> Stored records
● ● ● ● ●
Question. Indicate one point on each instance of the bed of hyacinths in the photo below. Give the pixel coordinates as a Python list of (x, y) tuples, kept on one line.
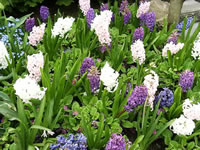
[(109, 79)]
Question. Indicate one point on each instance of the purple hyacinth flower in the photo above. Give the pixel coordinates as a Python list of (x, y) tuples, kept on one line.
[(29, 24), (104, 7), (149, 19), (173, 38), (94, 78), (138, 34), (116, 142), (78, 142), (186, 80), (138, 97), (123, 5), (90, 16), (86, 65), (126, 15), (44, 13), (105, 48), (166, 98), (180, 25), (128, 88)]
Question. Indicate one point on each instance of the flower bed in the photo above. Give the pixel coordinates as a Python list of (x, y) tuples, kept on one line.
[(109, 79)]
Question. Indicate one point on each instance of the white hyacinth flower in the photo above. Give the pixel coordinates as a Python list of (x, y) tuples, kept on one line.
[(34, 64), (173, 48), (151, 81), (101, 26), (138, 51), (182, 126), (109, 77), (84, 6), (27, 89), (62, 26), (4, 56)]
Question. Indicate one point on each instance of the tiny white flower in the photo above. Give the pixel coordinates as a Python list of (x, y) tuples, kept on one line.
[(109, 77), (34, 64), (84, 6), (101, 26), (151, 82), (27, 89)]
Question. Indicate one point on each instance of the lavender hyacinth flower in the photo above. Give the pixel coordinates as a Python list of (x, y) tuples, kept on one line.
[(138, 97), (173, 38), (105, 48), (186, 80), (123, 5), (94, 78), (125, 11), (104, 7), (138, 34), (127, 15), (180, 25), (128, 88), (44, 13), (116, 142), (29, 24), (78, 142), (166, 98), (90, 16), (149, 19), (86, 65)]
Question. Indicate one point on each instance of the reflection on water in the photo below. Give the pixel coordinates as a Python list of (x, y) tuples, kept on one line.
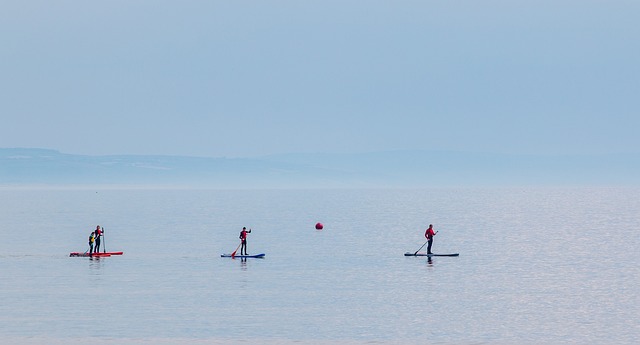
[(526, 274)]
● ● ● ● ●
> WHAT TO DO
Please transcribe all of the records above exactly, leaving out any pictures.

> OUTPUT OF THE EXERCISE
Question. Indicate one point on each instance of the bed of hyacinths in the photo below. Give the pixel coordinates as a Python list of (x, y) tuples, kept on one line.
[(109, 79)]
Question. Indicate one point on each instance of the purple hyacinth flower in the photo above. Give the pixel coordinates as a Python list of (x, y) tuples, kept on one line.
[(29, 24), (104, 7), (149, 19), (173, 38), (94, 78), (138, 34), (116, 142), (78, 142), (186, 80), (138, 97), (123, 5), (90, 16), (86, 65), (126, 15), (44, 13), (105, 48), (166, 98), (180, 25), (128, 88)]
Question. Indicate one point on each instance of the flower bed in the photo above. Give the pixel coordinates as a Python list of (x, y) tuples, kept on one line.
[(109, 79)]
Question. Indicate one point on each instance of the white hyacinth flower in the photo above. Give the pixel coordinates as a Python list of (x, y) tuples, kept on one line.
[(34, 64), (173, 48), (151, 81), (101, 26), (138, 51), (182, 126), (109, 77), (84, 6), (27, 89), (62, 26), (4, 56)]
Question. Indicate one point on each instance of the tiny white flower in the photo above. Give the pixel coordinates as a Python list of (x, y) tuples, kept on one line.
[(109, 77), (34, 64), (84, 6), (101, 26), (151, 82), (27, 89)]
Question. Indicate one point on each instance of the lavender hyacinth flower in the photo above. Give the pixel coordinates as a Python list of (x, y) tuples, kept on one line.
[(138, 97), (173, 38), (105, 48), (186, 80), (123, 5), (94, 78), (125, 11), (104, 7), (138, 34), (127, 15), (180, 25), (128, 88), (44, 13), (116, 142), (29, 24), (78, 142), (166, 98), (90, 16), (149, 19), (86, 65)]
Question. Indicate one point on each instance of the reflection on water in the photo below. Give the pixel coordinates as a Python list of (x, y) tuples, kept on one line.
[(526, 274)]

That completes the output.